**Texte cité**
Deuxième priorité, la formation professionnelle : c'est l'une des principales réponses aux défis d'un monde du travail de plus en plus polarisé entre les personnes qualifiées et celles surqualifiées. La formation réenclenche la mobilité sociale ; c'est une exigence morale, sociale et économique. Elle doit aussi aider à la construction des parcours professionnels, alors que la reconversion paraît trop souvent inaccessible aux demandeurs d'emploi. L'accompagnement est au coeur de nos enjeux, notamment à travers le conseil en évolution professionnelle (CEP) et le compte personnel de formation (CPF). La prise de conscience a été longue, mais le plan 500 000 formations marque un tournant. Enfin, je tiens à préciser que les demandeurs d'emploi en formation dans ce cadre ne disparaissent pas, comme on a pu le suggérer, des statistiques du chômage puisqu'ils passent en catégorie D. Une évaluation de ce plan est prévue avec les régions et les partenaires sociaux.
Dans le cadre de ce plan, nous proposons d'ajouter 196 millions d'euros en 2017 pour le financement des conventions de 2016 et cinq millions pour lancer le compte personnel d'activité (CPA) créé par la loi Travail. Certains décrets sont en préparation, d'autres ont déjà été pris, comme celui qui double le nombre d'heures de formation pour les salariés les moins qualifiés. La formation s'inscrit dans un parcours : le développement des préparations opérationnelles à l'emploi et des contrats de professionnalisation y pourvoit.
La troisième priorité est l'insertion des jeunes. La situation s'améliore : le nombre de jeunes inscrits en catégorie A à Pôle Emploi a baissé de 40 000 en un an, soit 7 %. Il y a moins de jeunes chômeurs qu'en 2012 ; mais, avec 747 millions d'euros alloués, soit 176 millions de plus qu'en 2016, la jeunesse reste une priorité. Ce budget doit notamment financer la généralisation de la garantie jeunes, qui sera un droit universel à partir du 1er janvier 2017. J'ai pu me rendre compte, lors de ma visite en Guyane, que la mission locale de Maripasoula n'avait pas de représentant nommé. Le service public de l'emploi sera organisé afin que la totalité des missions locales proposent la garantie jeunes au 1er janvier prochain. Je m'y engage.
Le déploiement des établissements pour l'insertion dans l'emploi (Epide), que vous connaissez bien M. Forissier, se poursuit : deux nouveaux établissements seront créés dans le Sud-Ouest. Les moyens de fonctionnement des missions locales seront augmentés à hauteur de 15 millions d'euros. Nous avons demandé un rapport de l'Inspection générale des affaires sociales (Igas) sur le modèle économique de ces missions. Dans les Epide, 88 % des bénéficiaires ont au mieux un certificat d'aptitude professionnelle (CAP) et 33 % d'entre eux sont issus d'un quartier relevant de la politique de la ville. La moitié des jeunes en ressortent avec un contrat de travail ou une entrée en formation qualifiante.

**Lignes affichées**

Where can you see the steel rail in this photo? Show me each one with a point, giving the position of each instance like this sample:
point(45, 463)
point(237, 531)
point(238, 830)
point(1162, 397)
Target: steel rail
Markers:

**Liste des tâches**
A – Imprimez le passage du texte sur la formation professionnelle qui va de « La troisième priorité » jusqu'à « Je m'y engage. », sans rien y changer.
B – Restituez mot pour mot toutes les lignes qui suivent le texte sur la formation professionnelle.

**Réponses attendues**
A –
La troisième priorité est l'insertion des jeunes. La situation s'améliore : le nombre de jeunes inscrits en catégorie A à Pôle Emploi a baissé de 40 000 en un an, soit 7 %. Il y a moins de jeunes chômeurs qu'en 2012 ; mais, avec 747 millions d'euros alloués, soit 176 millions de plus qu'en 2016, la jeunesse reste une priorité. Ce budget doit notamment financer la généralisation de la garantie jeunes, qui sera un droit universel à partir du 1er janvier 2017. J'ai pu me rendre compte, lors de ma visite en Guyane, que la mission locale de Maripasoula n'avait pas de représentant nommé. Le service public de l'emploi sera organisé afin que la totalité des missions locales proposent la garantie jeunes au 1er janvier prochain. Je m'y engage.

B –
Where can you see the steel rail in this photo? Show me each one with a point, giving the position of each instance like this sample:
point(45, 463)
point(237, 531)
point(238, 830)
point(1162, 397)
Target: steel rail
Markers:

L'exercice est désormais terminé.